=== Task material ===

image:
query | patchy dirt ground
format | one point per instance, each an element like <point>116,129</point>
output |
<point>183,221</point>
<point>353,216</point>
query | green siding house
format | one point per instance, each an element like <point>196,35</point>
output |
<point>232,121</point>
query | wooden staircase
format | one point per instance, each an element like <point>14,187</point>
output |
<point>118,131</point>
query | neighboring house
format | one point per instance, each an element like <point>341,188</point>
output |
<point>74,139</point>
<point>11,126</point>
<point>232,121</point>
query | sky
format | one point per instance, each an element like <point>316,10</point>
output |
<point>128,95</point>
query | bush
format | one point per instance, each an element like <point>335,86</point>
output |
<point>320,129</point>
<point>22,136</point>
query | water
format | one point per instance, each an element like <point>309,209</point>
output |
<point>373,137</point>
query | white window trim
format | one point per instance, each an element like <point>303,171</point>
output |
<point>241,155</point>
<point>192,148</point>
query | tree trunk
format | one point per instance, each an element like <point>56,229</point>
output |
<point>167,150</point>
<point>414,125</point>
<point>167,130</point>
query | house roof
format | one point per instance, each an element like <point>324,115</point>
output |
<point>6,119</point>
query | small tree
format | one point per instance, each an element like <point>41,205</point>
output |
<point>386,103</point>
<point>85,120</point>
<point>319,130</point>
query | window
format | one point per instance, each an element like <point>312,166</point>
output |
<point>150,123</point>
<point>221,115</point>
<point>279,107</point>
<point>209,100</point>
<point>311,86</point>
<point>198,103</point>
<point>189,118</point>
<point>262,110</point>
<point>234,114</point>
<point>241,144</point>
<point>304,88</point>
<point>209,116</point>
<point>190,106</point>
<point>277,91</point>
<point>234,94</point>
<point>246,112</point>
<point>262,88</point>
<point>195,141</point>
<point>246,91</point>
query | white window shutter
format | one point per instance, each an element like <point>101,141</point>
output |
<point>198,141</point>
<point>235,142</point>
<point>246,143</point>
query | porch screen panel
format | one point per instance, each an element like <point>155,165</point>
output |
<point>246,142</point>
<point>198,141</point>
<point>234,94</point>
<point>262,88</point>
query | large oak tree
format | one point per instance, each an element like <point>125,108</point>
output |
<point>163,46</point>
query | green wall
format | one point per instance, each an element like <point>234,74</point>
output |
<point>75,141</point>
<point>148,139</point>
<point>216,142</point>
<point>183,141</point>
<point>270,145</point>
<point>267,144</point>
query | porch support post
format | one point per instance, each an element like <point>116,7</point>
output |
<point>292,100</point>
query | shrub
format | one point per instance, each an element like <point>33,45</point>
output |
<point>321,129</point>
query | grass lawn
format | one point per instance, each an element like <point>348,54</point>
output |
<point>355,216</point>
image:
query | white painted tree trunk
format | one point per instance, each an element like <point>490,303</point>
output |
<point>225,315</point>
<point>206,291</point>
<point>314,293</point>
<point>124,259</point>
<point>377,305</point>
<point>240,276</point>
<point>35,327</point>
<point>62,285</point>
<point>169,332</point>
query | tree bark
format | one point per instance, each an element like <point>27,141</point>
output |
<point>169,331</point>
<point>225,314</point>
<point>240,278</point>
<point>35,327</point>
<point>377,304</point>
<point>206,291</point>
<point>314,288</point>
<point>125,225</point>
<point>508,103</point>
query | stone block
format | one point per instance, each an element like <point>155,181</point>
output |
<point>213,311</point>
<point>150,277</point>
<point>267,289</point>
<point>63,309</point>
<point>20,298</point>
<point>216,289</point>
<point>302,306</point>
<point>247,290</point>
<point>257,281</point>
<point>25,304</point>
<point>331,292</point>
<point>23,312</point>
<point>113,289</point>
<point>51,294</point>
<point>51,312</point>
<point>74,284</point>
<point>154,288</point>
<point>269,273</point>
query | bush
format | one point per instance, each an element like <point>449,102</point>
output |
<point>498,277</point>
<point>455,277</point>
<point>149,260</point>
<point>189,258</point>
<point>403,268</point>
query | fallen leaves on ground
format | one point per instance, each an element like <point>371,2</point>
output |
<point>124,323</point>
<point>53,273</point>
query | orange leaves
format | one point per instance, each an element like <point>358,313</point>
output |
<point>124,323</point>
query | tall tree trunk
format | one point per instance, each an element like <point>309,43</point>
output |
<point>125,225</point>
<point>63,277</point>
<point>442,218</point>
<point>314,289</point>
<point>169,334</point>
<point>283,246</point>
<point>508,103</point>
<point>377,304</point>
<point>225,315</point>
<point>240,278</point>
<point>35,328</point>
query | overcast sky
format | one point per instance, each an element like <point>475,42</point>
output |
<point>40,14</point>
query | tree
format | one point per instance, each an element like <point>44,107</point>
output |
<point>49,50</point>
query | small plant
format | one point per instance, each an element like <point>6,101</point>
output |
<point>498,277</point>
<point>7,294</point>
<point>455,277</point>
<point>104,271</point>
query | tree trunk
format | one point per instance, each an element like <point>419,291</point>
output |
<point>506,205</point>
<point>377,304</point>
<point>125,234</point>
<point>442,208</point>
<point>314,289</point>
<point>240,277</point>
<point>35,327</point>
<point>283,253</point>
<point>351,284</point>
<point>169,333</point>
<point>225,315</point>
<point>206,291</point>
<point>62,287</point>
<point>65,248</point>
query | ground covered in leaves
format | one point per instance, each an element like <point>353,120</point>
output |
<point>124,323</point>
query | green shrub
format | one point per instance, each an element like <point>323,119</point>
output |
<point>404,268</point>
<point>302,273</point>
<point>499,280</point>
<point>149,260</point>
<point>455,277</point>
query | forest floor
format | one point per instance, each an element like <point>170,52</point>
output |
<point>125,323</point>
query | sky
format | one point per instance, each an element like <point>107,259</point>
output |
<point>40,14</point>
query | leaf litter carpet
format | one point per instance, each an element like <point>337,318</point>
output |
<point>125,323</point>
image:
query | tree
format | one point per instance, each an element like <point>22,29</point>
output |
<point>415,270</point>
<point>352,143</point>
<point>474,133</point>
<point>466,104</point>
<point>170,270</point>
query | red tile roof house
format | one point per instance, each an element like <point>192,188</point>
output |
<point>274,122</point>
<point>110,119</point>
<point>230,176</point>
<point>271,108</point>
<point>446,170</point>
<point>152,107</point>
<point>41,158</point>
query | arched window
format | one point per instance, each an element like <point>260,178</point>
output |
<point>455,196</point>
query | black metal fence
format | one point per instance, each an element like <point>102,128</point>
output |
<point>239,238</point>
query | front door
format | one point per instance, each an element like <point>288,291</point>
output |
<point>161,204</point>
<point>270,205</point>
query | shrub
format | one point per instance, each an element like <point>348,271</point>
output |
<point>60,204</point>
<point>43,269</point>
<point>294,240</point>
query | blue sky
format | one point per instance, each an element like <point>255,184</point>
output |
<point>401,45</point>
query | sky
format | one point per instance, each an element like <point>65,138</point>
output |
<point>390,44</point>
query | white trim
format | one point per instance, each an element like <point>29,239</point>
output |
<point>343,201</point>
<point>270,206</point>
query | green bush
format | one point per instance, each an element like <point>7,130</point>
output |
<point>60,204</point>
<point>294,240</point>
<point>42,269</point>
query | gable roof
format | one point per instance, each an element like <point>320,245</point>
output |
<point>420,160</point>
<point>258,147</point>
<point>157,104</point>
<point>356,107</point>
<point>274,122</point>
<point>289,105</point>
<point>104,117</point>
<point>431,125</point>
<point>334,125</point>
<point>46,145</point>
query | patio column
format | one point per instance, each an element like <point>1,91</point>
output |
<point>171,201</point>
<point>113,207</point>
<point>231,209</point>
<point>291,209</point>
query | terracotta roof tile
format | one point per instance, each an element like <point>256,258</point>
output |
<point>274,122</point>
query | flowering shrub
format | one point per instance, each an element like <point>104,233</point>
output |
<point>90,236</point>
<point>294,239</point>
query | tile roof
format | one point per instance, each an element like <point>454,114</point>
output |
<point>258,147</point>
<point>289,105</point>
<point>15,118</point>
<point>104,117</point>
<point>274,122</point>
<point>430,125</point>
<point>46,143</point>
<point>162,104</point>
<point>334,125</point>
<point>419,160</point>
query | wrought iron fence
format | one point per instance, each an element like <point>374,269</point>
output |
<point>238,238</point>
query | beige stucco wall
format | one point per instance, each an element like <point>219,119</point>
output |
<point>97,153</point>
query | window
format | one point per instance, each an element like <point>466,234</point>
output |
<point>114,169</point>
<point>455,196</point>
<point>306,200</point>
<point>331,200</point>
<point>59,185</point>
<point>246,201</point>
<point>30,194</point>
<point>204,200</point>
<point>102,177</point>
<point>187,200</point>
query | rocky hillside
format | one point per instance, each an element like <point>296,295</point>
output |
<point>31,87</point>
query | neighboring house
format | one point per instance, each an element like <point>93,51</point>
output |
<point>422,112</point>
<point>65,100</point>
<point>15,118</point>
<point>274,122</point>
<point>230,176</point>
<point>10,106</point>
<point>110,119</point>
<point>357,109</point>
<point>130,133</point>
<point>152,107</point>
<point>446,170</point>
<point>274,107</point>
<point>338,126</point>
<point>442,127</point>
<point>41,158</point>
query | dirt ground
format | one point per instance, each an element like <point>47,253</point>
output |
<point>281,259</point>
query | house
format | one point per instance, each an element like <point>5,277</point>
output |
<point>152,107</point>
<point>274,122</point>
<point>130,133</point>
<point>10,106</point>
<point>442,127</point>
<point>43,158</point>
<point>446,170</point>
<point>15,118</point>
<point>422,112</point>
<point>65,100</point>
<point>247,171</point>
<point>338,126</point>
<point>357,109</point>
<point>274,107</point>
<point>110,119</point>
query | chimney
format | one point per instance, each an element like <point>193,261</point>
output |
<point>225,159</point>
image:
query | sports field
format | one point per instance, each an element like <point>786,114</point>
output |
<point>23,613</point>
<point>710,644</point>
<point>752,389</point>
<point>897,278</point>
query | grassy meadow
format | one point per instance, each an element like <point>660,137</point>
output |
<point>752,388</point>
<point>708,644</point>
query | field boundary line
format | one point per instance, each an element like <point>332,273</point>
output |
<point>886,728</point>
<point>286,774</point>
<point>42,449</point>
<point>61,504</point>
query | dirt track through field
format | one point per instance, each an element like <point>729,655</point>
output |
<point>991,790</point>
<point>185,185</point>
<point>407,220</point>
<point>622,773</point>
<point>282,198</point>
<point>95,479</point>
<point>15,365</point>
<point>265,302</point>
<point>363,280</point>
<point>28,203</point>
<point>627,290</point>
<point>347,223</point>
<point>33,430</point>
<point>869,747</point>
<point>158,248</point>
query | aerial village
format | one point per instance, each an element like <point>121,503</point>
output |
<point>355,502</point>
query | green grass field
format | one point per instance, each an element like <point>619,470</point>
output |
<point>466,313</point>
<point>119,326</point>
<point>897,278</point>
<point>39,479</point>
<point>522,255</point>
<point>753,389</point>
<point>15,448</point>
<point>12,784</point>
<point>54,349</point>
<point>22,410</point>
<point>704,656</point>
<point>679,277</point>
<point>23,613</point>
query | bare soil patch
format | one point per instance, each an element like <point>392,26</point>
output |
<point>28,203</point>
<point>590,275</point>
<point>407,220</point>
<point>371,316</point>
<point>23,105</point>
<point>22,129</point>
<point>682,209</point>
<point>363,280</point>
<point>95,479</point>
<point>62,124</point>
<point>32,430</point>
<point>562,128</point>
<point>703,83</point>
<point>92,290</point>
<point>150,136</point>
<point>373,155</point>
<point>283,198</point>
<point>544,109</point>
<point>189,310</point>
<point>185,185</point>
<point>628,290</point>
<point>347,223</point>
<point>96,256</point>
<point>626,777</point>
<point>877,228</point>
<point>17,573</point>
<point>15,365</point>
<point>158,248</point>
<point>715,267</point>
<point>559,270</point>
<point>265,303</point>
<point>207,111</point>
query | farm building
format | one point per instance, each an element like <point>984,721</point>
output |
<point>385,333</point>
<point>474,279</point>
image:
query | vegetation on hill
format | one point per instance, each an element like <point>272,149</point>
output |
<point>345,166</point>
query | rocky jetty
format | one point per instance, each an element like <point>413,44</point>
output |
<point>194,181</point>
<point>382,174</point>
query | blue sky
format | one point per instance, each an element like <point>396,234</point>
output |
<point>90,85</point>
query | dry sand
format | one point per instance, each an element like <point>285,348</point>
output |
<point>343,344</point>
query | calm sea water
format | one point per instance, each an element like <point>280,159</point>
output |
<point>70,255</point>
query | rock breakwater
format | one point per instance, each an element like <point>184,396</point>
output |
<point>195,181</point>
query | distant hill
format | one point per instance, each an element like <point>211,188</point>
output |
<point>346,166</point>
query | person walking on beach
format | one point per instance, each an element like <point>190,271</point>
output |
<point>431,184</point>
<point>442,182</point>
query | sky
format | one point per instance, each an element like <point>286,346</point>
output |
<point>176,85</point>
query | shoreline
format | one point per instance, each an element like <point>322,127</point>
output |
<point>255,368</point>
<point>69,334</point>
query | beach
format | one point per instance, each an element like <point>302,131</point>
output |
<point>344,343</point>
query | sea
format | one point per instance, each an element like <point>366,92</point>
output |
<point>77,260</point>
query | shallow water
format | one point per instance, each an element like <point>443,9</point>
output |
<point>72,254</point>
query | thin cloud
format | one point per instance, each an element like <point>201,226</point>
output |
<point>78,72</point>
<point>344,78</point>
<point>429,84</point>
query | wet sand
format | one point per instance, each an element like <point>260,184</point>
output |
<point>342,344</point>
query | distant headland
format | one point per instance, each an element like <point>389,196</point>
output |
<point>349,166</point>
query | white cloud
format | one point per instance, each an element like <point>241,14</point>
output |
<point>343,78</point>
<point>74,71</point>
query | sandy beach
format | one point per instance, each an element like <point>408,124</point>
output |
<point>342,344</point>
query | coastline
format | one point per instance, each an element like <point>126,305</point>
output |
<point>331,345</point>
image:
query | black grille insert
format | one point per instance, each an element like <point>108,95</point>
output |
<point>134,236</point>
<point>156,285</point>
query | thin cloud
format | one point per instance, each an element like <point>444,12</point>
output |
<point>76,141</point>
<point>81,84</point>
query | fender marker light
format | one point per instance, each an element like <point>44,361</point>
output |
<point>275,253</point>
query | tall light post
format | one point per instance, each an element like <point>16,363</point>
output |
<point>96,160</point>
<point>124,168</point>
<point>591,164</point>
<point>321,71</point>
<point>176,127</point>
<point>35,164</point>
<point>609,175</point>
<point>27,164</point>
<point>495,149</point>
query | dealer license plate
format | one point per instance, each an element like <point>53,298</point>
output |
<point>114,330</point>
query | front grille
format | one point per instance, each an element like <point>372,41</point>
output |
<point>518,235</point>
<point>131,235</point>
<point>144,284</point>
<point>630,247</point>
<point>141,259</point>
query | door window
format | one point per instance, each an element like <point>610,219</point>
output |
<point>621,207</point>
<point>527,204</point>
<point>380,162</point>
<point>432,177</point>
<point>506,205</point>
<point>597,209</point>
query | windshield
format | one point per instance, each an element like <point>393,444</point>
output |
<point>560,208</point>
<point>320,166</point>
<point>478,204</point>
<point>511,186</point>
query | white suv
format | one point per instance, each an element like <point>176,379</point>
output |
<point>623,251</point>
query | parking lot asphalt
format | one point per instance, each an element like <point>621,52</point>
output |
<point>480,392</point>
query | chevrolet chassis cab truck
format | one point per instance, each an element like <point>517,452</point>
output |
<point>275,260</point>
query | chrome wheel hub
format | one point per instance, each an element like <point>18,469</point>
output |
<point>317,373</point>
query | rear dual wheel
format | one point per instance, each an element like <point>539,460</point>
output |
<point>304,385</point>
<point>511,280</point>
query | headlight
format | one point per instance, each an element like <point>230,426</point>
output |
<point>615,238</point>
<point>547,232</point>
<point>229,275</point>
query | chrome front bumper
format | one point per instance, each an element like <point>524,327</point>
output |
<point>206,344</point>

===

» Your instructions: Reproduce exactly the lines of the records above from the one with "element like <point>116,129</point>" to the one with "element like <point>56,229</point>", both included, and leave out everything else.

» Output for this task:
format | one point per instance, each an element like <point>116,129</point>
output |
<point>183,221</point>
<point>353,216</point>
query | green siding house
format | one point per instance, each an element like <point>196,35</point>
output |
<point>232,121</point>
query | wooden staircase
format | one point per instance, each an element like <point>14,187</point>
output |
<point>118,131</point>
query | neighboring house
format | one point per instance, each an element like <point>341,188</point>
output |
<point>74,139</point>
<point>11,126</point>
<point>232,121</point>
query | sky
format | one point per instance, each an element like <point>316,10</point>
output |
<point>128,95</point>
query | bush
format | one point per instance, each an element like <point>335,86</point>
output |
<point>320,129</point>
<point>22,136</point>
query | water
format | one point per instance, each an element like <point>309,209</point>
output |
<point>373,137</point>
query | white window trim
format | one point per instance, each an element like <point>303,171</point>
output |
<point>241,155</point>
<point>192,148</point>
query | tree trunk
format | one point per instance, each an element like <point>56,229</point>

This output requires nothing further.